Dataset excerpts

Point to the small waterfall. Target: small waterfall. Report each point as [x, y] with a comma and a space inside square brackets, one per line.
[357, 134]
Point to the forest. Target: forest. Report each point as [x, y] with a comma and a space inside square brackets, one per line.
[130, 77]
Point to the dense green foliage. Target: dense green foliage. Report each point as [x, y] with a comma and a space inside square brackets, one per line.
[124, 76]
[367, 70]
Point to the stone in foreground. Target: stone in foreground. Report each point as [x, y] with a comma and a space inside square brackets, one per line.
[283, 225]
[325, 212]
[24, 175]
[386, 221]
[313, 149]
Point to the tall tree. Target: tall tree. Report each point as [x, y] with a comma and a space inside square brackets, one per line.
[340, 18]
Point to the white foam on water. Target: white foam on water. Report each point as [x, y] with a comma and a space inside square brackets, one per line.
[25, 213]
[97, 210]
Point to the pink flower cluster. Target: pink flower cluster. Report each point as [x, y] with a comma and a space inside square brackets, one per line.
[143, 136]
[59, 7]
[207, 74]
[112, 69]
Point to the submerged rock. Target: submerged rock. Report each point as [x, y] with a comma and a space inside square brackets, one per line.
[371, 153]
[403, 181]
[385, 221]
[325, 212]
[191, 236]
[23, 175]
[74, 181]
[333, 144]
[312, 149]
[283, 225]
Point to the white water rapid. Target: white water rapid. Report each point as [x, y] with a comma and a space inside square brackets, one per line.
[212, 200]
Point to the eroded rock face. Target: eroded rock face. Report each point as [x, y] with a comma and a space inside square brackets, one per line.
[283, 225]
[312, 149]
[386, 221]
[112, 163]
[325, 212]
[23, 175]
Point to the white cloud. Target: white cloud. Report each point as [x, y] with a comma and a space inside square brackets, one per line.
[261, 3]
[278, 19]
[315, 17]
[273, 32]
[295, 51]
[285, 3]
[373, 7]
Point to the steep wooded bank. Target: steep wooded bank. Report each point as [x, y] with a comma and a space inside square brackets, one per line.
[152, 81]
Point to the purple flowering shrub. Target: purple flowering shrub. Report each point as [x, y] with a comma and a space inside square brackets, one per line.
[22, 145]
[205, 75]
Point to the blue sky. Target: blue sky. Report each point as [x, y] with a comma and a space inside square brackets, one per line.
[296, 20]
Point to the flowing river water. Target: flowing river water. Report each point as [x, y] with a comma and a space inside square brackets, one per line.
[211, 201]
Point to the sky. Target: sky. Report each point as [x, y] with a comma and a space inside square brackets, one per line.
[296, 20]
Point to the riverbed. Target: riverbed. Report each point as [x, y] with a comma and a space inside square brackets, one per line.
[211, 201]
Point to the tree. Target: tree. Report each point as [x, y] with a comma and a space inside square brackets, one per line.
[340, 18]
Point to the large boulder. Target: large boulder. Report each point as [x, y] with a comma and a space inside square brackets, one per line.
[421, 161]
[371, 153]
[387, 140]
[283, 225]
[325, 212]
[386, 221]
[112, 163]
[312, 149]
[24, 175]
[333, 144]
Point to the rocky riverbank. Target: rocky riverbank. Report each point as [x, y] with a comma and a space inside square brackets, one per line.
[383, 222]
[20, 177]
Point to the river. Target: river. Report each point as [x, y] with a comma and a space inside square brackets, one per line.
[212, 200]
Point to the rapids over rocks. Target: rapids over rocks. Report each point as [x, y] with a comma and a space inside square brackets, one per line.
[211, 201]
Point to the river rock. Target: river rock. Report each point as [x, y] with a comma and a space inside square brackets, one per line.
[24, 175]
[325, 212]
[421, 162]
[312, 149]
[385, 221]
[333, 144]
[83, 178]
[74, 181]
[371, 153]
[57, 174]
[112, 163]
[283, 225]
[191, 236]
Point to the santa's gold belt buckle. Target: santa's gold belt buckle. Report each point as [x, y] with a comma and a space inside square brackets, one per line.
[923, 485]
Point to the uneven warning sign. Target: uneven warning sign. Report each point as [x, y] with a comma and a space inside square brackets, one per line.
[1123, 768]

=== Task prompt ===
Keeping every word as it is, repeat all of the records.

=== Answer area ===
Point to the small waterfall. Target: small waterfall. Report each point as [x, y] with a comma and a space inside square brackets, one per line.
[357, 134]
Point to the forest. Target: forest. Report each point as [x, y] with a comma and a space inside square brackets, one per line.
[130, 77]
Point to the dense green foliage. Target: dense green foliage. Report each point as [x, y] with a comma and a space inside square brackets, one per line.
[124, 76]
[367, 70]
Point to the stone in foreground. Target: stone in foreground. Report each point as [x, y] with a comma and a space inside square brackets, one per line.
[283, 225]
[325, 212]
[24, 175]
[386, 221]
[313, 149]
Point to the tall tree. Target: tall tree. Report each point as [x, y] with a comma and a space inside square brackets, one per line.
[340, 18]
Point to the white foam on water. Target: white foam on water. Report each point as [x, y] with a comma and a space inside square brackets, one per line.
[25, 213]
[97, 210]
Point to the pink flower cluster. Target: pink flower cluster. Report each point as [x, y] with a comma and a space inside square brackets, one per line.
[143, 136]
[59, 7]
[207, 74]
[112, 69]
Point to the submerged rock. Target: submerged rock. Report each point as [x, y] with a comma and a space inside square brackets, one per line.
[371, 153]
[403, 181]
[385, 221]
[325, 212]
[191, 236]
[23, 175]
[74, 181]
[333, 144]
[312, 149]
[283, 225]
Point to the white water rapid. Target: white water rapid. Report each point as [x, y] with a comma and a space inside square brackets, one per line.
[212, 200]
Point to the eroded rock face. Target: eroded rock face. Report each point as [x, y] with a comma and a space inside square brackets, one per line.
[283, 225]
[312, 149]
[386, 221]
[112, 163]
[325, 212]
[23, 175]
Point to the white cloud. Target: white cloud. Report each point as [x, y] with a comma and a space inside square brackets, one per line.
[261, 3]
[278, 19]
[315, 17]
[273, 32]
[295, 51]
[285, 3]
[373, 7]
Point to the steep wooded bank. Target: steep wooded bank. Report each point as [x, y] with a comma and a space inside square brackets, one per line.
[152, 81]
Point to the purple flowering shrub. Target: purple flowering shrub. Report each point as [x, y] with a comma and a space inside square brackets, one per line.
[22, 145]
[205, 75]
Point to the blue sky. Target: blue sky. Report each point as [x, y] with a comma and a space inside square brackets, one per line.
[296, 20]
Point to the flowing river water. Target: flowing river water. Report each point as [x, y] with a comma and a space inside square brackets, one per line.
[211, 201]
Point to the sky. Target: sky. Report each point as [x, y] with a comma and a space inside square brackets, one per line.
[296, 20]
Point to the riverbed. Target: riverbed. Report each point as [x, y] with a comma and a space inside square brackets, one per line.
[211, 201]
Point to the tree. Target: tree. Report each point as [x, y] with a comma and a space inside square brackets, one per line.
[340, 18]
Point to the large boulder. Target: large boulder. Report each point as [x, y] with a comma and a space inside square brackets, one per line.
[421, 161]
[371, 153]
[387, 140]
[283, 225]
[325, 212]
[386, 221]
[112, 163]
[312, 149]
[24, 175]
[333, 144]
Point to the rocky riverbank. Target: rocky riverbank. Report each point as [x, y] with a comma and a space inside square brackets, one per line.
[383, 222]
[20, 177]
Point to the river. Target: river. Report each point as [x, y] with a comma and a space inside square brackets, one per line.
[212, 200]
Point to the rapids over rocks. Target: rapids over rocks. Report each point as [x, y] with a comma and a space inside square brackets, one per line.
[211, 201]
Point to the river rock. Target: river rock. Report each point as [x, y] with a comma and a space inside square brackets, one per line.
[24, 175]
[325, 212]
[421, 162]
[312, 149]
[385, 221]
[333, 144]
[83, 178]
[74, 181]
[371, 153]
[57, 174]
[112, 163]
[283, 225]
[191, 236]
Point to the santa's gold belt buckle. Target: santa's gold belt buckle. Report each point as [x, y] with a comma and a space inside square brackets, one per line.
[923, 485]
Point to the uneven warning sign. Target: uneven warning sign. Report each point as [x, y] with a comma and a space inside square brackets, one per line.
[1123, 768]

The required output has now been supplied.